> [EXERCISE]: Rewrite the records starting at the line that contains "For every instance of the mossy" and ending at the end of the records, requests included, adding -125 to every x and y coordinate in the answers.
━━━━━━━━━━
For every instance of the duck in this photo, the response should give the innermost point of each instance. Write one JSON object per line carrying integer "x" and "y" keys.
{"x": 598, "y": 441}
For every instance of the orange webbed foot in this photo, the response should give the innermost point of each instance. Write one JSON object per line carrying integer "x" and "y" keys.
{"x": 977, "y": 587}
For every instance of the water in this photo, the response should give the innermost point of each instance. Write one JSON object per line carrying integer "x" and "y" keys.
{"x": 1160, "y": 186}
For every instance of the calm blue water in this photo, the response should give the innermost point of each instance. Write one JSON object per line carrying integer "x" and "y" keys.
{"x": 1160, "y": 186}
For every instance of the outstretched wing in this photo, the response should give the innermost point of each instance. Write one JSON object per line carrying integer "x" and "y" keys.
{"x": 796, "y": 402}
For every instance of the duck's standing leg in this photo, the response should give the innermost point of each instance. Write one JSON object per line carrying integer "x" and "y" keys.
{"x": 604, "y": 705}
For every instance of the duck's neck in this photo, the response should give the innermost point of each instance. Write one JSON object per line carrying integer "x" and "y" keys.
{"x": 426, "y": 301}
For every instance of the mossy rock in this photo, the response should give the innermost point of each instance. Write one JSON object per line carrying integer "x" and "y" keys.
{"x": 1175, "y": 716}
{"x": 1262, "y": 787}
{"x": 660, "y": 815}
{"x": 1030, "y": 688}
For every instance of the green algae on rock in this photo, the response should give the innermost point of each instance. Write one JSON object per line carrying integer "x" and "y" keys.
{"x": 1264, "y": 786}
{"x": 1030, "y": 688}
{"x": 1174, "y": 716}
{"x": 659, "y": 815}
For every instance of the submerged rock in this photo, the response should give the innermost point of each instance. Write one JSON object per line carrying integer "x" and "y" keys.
━━━━━━━━━━
> [CORRECT RESULT]:
For every instance of the mossy rock in this photo, the response should give the innermost point of each instance. Write one JSON object per line carrying integer "x" and "y" keys.
{"x": 1050, "y": 591}
{"x": 1137, "y": 662}
{"x": 535, "y": 690}
{"x": 905, "y": 563}
For every instance of the green algae on rock in this photo, the response should give the innermost point of each instance. Write one JSON object per line carrying integer "x" and "y" keys.
{"x": 1139, "y": 661}
{"x": 905, "y": 563}
{"x": 1049, "y": 591}
{"x": 534, "y": 690}
For every instance of the submerged rock in this photo, the response should give the innermost point of each instance. Write one JSON object per line carrying integer "x" and "y" keys.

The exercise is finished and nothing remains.